# [Problem requirements]
In the forum thread below about a homemade background, what did Funkstaa spray on the expanda-putty to seal it?

# [Quoted passage]
# Ta-dah new d.i.y background : )



## Funkstaa (Apr 2, 2010)

I saw someone do this for a frog tank so thought I might give it a go as it was something different..and too easy!
I used expanda-putty then some gripset waterproofing in a spraybottle to seal it up, then wacked a coat of paint ontop, left it for a couple of days to make sure there was no fumes and it was done- I want to airbrush it later to make it more realistic but it does the job I loove the textures it made ..so here's some pics - Freddy loves it 


 

 


While I've got pics up - Is this size enclosure big enough for him or do I need to upgrade?


----------



## Slats (Apr 2, 2010)

Nice work, looks great.


----------



## Shadowfoxpika2 (Apr 2, 2010)

oh wow that is awesome! but just wondering does the little guy have somewhere to hide? I cant see one in the picture


----------



## Funkstaa (Apr 4, 2010)

Thanks slats and shadow ( he does have hides just got a little snap happy after putting the substrate back in , not that he ever uses them he's too nosey lol ) and thanks bigi since you've said that every time I look at it now and all I can see is a gigantic turd - will be airbrushing a lil sooner now : p


----------



## bigi (Apr 4, 2010)

lol funkstaa, its my pleasure, im sure it will look great once a pale brown type paint is applied to areas


----------



## JAS101 (Apr 4, 2010)

# [Collected data]
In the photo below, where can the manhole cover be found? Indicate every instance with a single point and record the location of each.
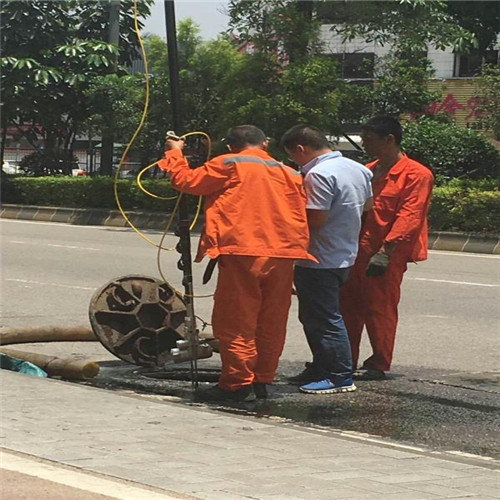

# [Answer]
Gripset waterproofing, applied from a spray bottle.